» Written instruction: Pull out each line below that contains the string "woman", treating uppercase and lowercase letters as different.

» Material supplied:
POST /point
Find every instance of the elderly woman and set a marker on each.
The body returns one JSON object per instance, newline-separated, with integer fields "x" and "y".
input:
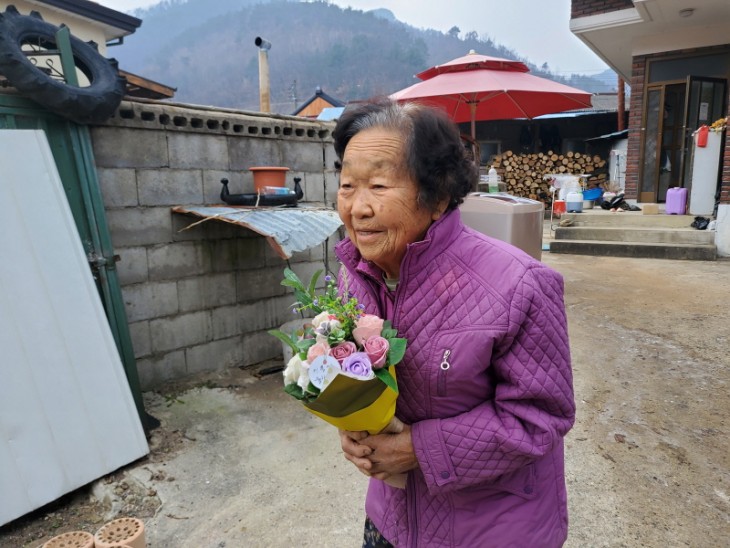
{"x": 486, "y": 384}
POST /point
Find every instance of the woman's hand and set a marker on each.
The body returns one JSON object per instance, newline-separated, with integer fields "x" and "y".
{"x": 354, "y": 451}
{"x": 380, "y": 456}
{"x": 390, "y": 454}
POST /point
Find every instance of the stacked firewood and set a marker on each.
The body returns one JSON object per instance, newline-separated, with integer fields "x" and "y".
{"x": 524, "y": 173}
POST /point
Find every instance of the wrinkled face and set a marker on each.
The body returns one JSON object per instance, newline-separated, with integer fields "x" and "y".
{"x": 378, "y": 202}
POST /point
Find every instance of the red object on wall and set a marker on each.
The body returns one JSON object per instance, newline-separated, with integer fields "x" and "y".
{"x": 702, "y": 136}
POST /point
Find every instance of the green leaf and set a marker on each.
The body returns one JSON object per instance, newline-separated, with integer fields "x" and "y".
{"x": 384, "y": 375}
{"x": 303, "y": 297}
{"x": 397, "y": 350}
{"x": 304, "y": 345}
{"x": 388, "y": 333}
{"x": 290, "y": 275}
{"x": 294, "y": 390}
{"x": 286, "y": 339}
{"x": 313, "y": 282}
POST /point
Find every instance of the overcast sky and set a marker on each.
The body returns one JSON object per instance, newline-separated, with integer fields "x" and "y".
{"x": 535, "y": 29}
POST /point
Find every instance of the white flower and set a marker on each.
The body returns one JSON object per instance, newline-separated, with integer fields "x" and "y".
{"x": 319, "y": 318}
{"x": 293, "y": 370}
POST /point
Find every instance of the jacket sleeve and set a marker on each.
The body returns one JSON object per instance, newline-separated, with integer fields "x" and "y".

» Exercise response:
Find every instance of the elderly woman and set a marker on each.
Find every instance of the woman's hand and set a marker on each.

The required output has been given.